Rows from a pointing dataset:
— start —

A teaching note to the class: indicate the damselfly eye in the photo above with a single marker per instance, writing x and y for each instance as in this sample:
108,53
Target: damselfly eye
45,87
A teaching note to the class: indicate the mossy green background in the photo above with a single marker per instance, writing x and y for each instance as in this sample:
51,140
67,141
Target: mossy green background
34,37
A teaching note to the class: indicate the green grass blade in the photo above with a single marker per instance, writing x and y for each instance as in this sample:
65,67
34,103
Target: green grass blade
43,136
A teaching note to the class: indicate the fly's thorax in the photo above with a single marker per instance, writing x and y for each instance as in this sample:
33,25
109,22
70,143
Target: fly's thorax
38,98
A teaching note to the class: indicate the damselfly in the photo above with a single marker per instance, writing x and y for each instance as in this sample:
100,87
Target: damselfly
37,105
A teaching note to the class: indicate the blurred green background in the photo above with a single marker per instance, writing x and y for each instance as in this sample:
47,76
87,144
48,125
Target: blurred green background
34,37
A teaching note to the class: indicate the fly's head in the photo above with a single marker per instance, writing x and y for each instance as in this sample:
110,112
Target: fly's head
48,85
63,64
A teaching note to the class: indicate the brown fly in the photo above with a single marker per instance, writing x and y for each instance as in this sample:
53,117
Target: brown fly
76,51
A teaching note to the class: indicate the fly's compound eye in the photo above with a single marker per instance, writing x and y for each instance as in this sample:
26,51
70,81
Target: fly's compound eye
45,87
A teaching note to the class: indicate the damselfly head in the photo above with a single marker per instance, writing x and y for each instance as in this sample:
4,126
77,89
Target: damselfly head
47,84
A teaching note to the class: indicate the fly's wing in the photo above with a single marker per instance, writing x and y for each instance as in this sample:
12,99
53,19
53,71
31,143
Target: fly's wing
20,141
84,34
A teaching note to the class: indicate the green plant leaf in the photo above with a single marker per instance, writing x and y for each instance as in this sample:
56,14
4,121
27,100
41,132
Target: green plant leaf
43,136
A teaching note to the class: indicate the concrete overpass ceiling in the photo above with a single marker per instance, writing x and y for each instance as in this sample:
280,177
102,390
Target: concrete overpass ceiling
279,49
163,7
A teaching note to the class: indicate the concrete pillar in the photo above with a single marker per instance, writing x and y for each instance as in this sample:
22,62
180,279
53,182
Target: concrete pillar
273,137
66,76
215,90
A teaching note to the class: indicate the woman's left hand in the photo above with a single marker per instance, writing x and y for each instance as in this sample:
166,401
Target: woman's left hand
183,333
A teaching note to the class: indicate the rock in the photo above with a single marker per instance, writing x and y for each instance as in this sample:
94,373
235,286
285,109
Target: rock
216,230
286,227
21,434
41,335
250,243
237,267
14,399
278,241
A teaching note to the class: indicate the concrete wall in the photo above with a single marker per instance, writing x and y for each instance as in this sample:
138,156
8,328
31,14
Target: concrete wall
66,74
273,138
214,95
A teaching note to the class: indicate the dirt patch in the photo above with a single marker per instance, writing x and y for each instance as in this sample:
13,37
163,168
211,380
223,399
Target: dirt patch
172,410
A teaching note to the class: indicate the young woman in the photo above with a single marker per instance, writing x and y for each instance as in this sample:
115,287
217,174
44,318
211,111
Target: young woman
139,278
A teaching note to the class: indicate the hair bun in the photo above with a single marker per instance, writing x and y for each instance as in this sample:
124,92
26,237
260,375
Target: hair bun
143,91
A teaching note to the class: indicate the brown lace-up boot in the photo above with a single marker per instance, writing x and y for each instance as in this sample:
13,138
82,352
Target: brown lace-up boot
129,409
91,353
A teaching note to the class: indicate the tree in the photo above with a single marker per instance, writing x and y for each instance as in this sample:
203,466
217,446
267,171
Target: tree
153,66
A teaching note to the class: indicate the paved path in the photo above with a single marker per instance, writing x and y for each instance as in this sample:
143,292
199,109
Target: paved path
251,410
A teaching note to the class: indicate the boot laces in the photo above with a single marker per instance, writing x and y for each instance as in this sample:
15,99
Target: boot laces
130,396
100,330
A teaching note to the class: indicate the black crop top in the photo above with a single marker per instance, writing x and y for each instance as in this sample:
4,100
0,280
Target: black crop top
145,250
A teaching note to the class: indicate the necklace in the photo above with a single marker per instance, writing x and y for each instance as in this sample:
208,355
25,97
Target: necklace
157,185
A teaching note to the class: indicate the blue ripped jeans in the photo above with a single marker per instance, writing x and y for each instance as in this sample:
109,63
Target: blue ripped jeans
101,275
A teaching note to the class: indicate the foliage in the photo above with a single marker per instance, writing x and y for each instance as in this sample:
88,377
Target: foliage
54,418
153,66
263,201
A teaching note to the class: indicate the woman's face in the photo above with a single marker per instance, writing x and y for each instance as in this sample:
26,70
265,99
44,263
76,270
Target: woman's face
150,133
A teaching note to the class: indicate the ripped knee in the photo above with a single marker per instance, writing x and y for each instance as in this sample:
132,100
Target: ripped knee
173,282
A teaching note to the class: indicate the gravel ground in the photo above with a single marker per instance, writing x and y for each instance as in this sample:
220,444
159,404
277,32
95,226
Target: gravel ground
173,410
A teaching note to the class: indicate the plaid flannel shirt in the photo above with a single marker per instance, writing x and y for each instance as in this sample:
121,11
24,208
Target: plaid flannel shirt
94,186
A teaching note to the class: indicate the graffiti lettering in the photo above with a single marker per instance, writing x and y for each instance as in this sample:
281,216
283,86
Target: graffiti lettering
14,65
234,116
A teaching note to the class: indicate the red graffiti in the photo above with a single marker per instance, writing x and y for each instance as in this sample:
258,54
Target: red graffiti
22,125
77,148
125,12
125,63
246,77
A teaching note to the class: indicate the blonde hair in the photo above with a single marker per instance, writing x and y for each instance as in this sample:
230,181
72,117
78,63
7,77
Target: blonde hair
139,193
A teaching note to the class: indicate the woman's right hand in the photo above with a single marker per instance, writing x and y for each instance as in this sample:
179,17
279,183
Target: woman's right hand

— end —

Problem » Output the complete data exactly as written.

Answer to the task »
A teaching note to the class: indicate the damselfly eye in the photo above with a single marker per instance, writing x and y for each instance as in this sample:
108,53
Target: damselfly eye
45,87
A teaching note to the class: indicate the mossy green background in the photo above with a single marker per instance, writing x and y for each instance as in this sample:
51,140
67,141
Target: mossy green background
34,37
A teaching note to the class: indicate the green grass blade in the photo above with a single marker per instance, writing x and y for each instance as in this sample:
65,67
34,103
Target: green grass blade
43,136
A teaching note to the class: indicate the fly's thorax in the photo above with a single marker per instance, writing x and y for each instance as in this sample:
33,25
109,22
70,143
Target: fly's thorax
38,98
A teaching note to the class: indicate the damselfly in the photo above with a single marker per instance, writing x and y for each instance as in this sample:
100,87
Target: damselfly
37,105
A teaching note to the class: indicate the blurred green background in the photo above with a single marker per instance, writing x and y for each instance as in this sample:
47,76
87,144
48,125
Target: blurred green background
34,37
A teaching note to the class: indicate the fly's head in the photo above with a single marker per instance, writing x and y for each instance as in this sample:
110,112
Target: fly's head
48,85
63,64
A teaching note to the class: indicate the brown fly in the photo above with a single marker per instance, writing x and y for each instance as in this sample:
53,117
Target: brown fly
76,51
A teaching note to the class: indicate the fly's compound eye in the photo above with a single marker per instance, writing x and y for each instance as in this sample:
26,51
70,81
Target: fly's compound eye
45,87
A teaching note to the class: indicate the damselfly head in the photo above with a single marker per instance, writing x and y for each instance as in this sample:
4,126
77,89
Target: damselfly head
47,84
A teaching note to the class: indicate the fly's wing in the photo above with a single marker per instance, writing x and y for each instance as in this sample:
12,99
53,19
53,71
31,143
Target: fly's wing
20,141
84,34
A teaching note to the class: indicate the green plant leaf in the photo above with a single marker per instance, writing x and y for each instance as in this sample:
56,14
4,121
27,100
41,132
Target: green plant leaf
43,136
A teaching note to the class: indicate the concrete overpass ceiling in the photo above with a single marker per instance, writing x and y for each instance as in this sample:
280,177
102,390
Target: concrete overpass ceiling
279,49
163,7
A teaching note to the class: indicate the concrete pillar in the photo above with a single marker per instance, writing x and y for each instance as in this sample:
22,62
180,279
53,182
Target: concrete pillar
273,137
66,76
215,90
A teaching note to the class: indicate the woman's left hand in the photo above with a single marker per instance, writing x and y for each instance as in this sample:
166,401
Target: woman's left hand
183,333
A teaching note to the class: indicate the rock in the photo above with a single marker per instance, writing x and y for each instance as in this sample:
94,373
235,286
285,109
Target: rock
216,230
286,227
21,434
41,335
250,243
237,267
14,399
278,241
A teaching note to the class: indicate the concrete wall in the photo above with a single marker per instance, writing x and y for each instance as in this sample:
138,156
8,328
31,14
Target: concrete wall
66,74
273,138
214,95
A teaching note to the class: indicate the dirt patch in the photo above with a single marker per instance, writing x and y for each instance as in this sample:
13,37
163,168
211,380
223,399
Target: dirt patch
172,410
A teaching note to the class: indicate the young woman in the photo above with a single marker per instance, writing x and y for each instance as in this sample:
115,287
217,174
44,318
211,111
Target: young woman
139,278
A teaching note to the class: indicate the hair bun in the photo above with a single marker per instance, writing x and y for each instance as in this sample:
124,92
26,237
260,375
Target: hair bun
143,91
A teaching note to the class: indicate the brown lace-up boot in the photo above with a single marker per instance, writing x and y for each instance as in this sample:
13,138
82,352
Target: brown lace-up boot
129,409
91,353
A teaching note to the class: indicate the tree in the photo above with a single marker per instance, writing x and y for each instance as in this sample:
203,466
217,446
267,171
Target: tree
153,66
A teaching note to the class: indicate the paved path in the photo above with a single marker per instance, writing x and y for each instance as in this sample:
143,292
199,109
Target: paved path
251,410
A teaching note to the class: indicate the boot laces in the photo above with a single marker per instance, writing x and y for each instance as in this sample:
15,99
Target: boot laces
130,396
100,330
A teaching note to the class: indicate the black crop top in the photo above with a single marker per instance, writing x and y for each instance as in this sample:
4,100
0,280
Target: black crop top
145,250
A teaching note to the class: indicate the necklace in the photo above with a single marker per instance, writing x and y for each instance as in this sample:
208,355
25,97
Target: necklace
157,185
A teaching note to the class: indicate the blue ripped jeans in the photo above with a single marker per instance, writing x and y for each instance as in this sample:
109,63
Target: blue ripped jeans
101,275
A teaching note to the class: indicate the foliage in the photo above with a single marker per instance, writing x and y for each instance as in this sample:
88,377
Target: foliage
54,418
153,66
263,201
A teaching note to the class: indicate the woman's face in the photo above with a single marker per instance, writing x and y for each instance as in this sample:
26,70
265,99
44,263
76,270
Target: woman's face
150,133
A teaching note to the class: indicate the ripped knee in the photo above with a single marker per instance, writing x and y for each instance as in this sample:
132,100
Target: ripped knee
173,282
A teaching note to the class: indicate the gravel ground in the photo above with a single marker per instance, writing x and y for each instance as in this sample:
220,444
159,404
277,32
95,226
Target: gravel ground
173,410
A teaching note to the class: indicate the plaid flannel shirt in the photo above with a single marker per instance, writing x and y for each instance as in this sample:
121,11
24,208
Target: plaid flannel shirt
94,186
A teaching note to the class: indicate the graffiti lettering in the photo above with a single marker per instance, writing x and y for each instance as in this sample:
281,216
283,86
Target: graffiti lettering
14,65
234,116
A teaching note to the class: indicate the red graffiti in the photo above with a single marker per instance, writing x and y for each instance as in this sample:
258,54
Target: red graffiti
22,125
77,148
125,12
125,63
246,77
A teaching note to the class: indicate the blonde hair in the photo above with a single marker per instance, writing x and y for each instance as in this sample:
230,181
72,117
78,63
7,77
Target: blonde hair
139,193
A teaching note to the class: indicate the woman's right hand in the photo above with a single marker per instance, writing x and y for each instance as in this sample:
179,17
279,183
Target: woman's right hand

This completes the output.